:: RAW RECORDS

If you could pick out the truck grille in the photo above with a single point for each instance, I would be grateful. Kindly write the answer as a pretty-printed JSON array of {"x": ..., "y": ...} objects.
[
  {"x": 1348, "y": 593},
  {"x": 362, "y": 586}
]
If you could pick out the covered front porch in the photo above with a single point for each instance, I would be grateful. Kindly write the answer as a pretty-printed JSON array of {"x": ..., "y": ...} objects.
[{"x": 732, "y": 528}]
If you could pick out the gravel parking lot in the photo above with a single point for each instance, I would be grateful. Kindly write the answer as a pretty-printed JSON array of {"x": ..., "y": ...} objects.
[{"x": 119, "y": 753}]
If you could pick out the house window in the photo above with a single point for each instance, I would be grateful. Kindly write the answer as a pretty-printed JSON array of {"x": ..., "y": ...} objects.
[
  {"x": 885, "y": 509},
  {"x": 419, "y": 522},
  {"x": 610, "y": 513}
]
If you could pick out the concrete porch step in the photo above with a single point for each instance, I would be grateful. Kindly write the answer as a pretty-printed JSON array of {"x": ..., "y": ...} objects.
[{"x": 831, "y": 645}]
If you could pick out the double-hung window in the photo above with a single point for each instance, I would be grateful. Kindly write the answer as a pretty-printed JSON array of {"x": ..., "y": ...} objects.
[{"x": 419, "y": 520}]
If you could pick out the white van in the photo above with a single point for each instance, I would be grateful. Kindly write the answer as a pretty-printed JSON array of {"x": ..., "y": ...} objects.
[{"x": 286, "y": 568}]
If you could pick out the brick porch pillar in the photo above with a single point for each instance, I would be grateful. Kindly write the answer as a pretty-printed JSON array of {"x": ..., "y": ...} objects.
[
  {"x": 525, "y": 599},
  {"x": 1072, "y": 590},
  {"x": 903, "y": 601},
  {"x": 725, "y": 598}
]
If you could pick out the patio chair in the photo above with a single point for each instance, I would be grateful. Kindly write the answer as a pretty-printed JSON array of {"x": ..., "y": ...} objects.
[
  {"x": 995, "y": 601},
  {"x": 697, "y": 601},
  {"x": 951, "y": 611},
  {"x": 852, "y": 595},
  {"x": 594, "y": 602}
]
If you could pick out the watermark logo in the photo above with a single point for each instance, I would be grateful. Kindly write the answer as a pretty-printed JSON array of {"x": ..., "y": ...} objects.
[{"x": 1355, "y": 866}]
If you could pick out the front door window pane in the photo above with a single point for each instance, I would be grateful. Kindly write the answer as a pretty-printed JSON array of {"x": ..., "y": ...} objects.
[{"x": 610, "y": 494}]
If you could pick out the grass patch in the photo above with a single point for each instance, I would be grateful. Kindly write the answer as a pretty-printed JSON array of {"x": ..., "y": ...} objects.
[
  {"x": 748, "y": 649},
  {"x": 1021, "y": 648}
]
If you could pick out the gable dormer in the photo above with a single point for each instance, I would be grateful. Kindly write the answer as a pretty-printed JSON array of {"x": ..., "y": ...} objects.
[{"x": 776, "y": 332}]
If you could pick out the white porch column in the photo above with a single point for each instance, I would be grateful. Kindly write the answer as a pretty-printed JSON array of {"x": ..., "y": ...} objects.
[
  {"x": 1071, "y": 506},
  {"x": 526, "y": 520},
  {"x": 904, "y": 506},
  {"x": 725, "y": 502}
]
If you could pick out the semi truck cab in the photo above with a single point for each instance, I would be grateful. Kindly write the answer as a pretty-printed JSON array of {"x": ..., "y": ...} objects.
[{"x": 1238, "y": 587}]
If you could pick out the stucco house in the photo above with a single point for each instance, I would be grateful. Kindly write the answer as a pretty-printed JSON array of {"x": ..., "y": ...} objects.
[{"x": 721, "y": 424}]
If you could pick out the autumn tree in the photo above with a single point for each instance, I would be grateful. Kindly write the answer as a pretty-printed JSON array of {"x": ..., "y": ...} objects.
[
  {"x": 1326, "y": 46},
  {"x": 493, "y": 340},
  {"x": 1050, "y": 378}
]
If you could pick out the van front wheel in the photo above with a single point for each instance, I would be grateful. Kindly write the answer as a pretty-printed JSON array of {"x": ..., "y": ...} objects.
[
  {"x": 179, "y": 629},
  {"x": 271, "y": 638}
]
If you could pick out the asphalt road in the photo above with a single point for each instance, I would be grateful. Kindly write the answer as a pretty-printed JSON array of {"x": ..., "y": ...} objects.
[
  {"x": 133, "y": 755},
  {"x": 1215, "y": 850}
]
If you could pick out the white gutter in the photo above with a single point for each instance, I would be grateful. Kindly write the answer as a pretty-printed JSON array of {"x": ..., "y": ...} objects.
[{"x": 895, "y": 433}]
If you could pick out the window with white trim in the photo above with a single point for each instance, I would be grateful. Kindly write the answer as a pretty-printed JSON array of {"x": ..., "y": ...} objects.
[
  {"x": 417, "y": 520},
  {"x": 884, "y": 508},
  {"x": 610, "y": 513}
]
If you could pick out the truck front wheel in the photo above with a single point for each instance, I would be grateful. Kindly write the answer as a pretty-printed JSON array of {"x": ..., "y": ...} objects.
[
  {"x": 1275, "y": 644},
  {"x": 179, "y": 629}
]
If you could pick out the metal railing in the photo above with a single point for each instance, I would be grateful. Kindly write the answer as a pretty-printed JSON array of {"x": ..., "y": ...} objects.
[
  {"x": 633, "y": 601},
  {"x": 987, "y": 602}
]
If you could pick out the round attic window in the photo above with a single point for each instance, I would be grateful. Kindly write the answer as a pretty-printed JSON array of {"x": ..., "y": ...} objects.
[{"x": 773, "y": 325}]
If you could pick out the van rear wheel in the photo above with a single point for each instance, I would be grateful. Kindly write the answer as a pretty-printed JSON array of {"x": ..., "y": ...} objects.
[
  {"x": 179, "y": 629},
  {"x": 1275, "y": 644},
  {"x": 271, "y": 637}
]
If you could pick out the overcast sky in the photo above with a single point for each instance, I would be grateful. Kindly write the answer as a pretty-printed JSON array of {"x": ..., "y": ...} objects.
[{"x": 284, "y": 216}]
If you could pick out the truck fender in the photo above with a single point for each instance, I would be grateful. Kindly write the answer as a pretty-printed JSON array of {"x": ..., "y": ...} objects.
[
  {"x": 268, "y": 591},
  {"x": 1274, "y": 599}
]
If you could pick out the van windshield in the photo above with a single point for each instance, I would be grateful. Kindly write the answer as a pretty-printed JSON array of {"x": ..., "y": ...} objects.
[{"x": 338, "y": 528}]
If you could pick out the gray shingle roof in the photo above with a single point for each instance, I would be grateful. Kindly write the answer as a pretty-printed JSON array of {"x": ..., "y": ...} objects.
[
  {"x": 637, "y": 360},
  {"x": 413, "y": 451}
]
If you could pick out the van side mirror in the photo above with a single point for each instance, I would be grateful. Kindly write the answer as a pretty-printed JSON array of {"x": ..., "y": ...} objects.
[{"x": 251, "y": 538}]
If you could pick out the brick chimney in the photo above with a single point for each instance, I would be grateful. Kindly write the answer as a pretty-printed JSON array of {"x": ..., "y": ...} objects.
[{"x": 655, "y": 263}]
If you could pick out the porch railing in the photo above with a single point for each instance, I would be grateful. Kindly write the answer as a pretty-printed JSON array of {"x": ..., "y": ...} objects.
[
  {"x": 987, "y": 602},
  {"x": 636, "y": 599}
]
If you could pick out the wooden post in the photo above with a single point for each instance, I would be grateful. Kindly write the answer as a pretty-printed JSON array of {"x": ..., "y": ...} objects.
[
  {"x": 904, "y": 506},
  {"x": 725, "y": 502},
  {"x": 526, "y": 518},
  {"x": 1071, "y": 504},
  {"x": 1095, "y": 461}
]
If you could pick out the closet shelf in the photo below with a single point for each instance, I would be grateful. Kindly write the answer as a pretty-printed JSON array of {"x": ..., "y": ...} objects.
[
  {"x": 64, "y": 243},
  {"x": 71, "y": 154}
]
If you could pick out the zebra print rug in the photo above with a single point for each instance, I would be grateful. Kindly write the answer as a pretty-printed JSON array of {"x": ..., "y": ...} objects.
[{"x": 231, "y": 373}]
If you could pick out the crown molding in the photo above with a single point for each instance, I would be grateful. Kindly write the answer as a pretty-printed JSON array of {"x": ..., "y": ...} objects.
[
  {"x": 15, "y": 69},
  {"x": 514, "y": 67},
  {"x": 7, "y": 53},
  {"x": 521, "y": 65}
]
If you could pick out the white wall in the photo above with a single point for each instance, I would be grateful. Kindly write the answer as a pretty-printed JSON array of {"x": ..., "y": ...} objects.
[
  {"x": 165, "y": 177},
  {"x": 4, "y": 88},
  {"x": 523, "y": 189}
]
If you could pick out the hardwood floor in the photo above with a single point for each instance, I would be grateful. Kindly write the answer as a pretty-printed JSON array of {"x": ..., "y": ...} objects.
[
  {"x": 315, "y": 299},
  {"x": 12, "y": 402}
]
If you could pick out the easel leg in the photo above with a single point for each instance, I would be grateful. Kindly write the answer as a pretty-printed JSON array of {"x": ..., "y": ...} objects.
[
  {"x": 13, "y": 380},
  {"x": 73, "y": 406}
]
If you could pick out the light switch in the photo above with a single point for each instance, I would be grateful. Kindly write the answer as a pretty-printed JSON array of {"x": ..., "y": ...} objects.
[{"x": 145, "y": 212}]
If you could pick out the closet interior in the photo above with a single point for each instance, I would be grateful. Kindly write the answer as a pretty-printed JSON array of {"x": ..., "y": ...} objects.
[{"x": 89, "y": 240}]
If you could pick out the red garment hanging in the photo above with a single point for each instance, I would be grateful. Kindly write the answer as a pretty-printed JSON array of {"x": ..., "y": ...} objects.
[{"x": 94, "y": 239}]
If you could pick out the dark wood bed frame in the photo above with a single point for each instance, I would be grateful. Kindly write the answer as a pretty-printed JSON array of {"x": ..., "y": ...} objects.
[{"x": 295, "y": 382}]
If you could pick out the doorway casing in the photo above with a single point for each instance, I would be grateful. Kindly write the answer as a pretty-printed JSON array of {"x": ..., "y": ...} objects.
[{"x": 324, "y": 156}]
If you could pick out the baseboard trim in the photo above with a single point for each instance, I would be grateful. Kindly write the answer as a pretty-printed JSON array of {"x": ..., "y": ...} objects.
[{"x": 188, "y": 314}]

::::

Please copy out the data above word for word, beginning at the line that contains "If you could pick out the doorway" and stopping after the last line of the data.

- **SOLUTION FOR THIS EXERCISE**:
If you could pick out the doorway casing in the photo above with a single point for each instance, I would be grateful. Kindly write the answer as a pretty-printed JSON array of {"x": ..., "y": ...} objects.
[{"x": 324, "y": 156}]
If you could pick out the baseboard trim in the photo above with a single point for each instance, I would be grateful. Kindly write the answer as a pretty-printed JSON array of {"x": ..., "y": ...} objects.
[{"x": 188, "y": 314}]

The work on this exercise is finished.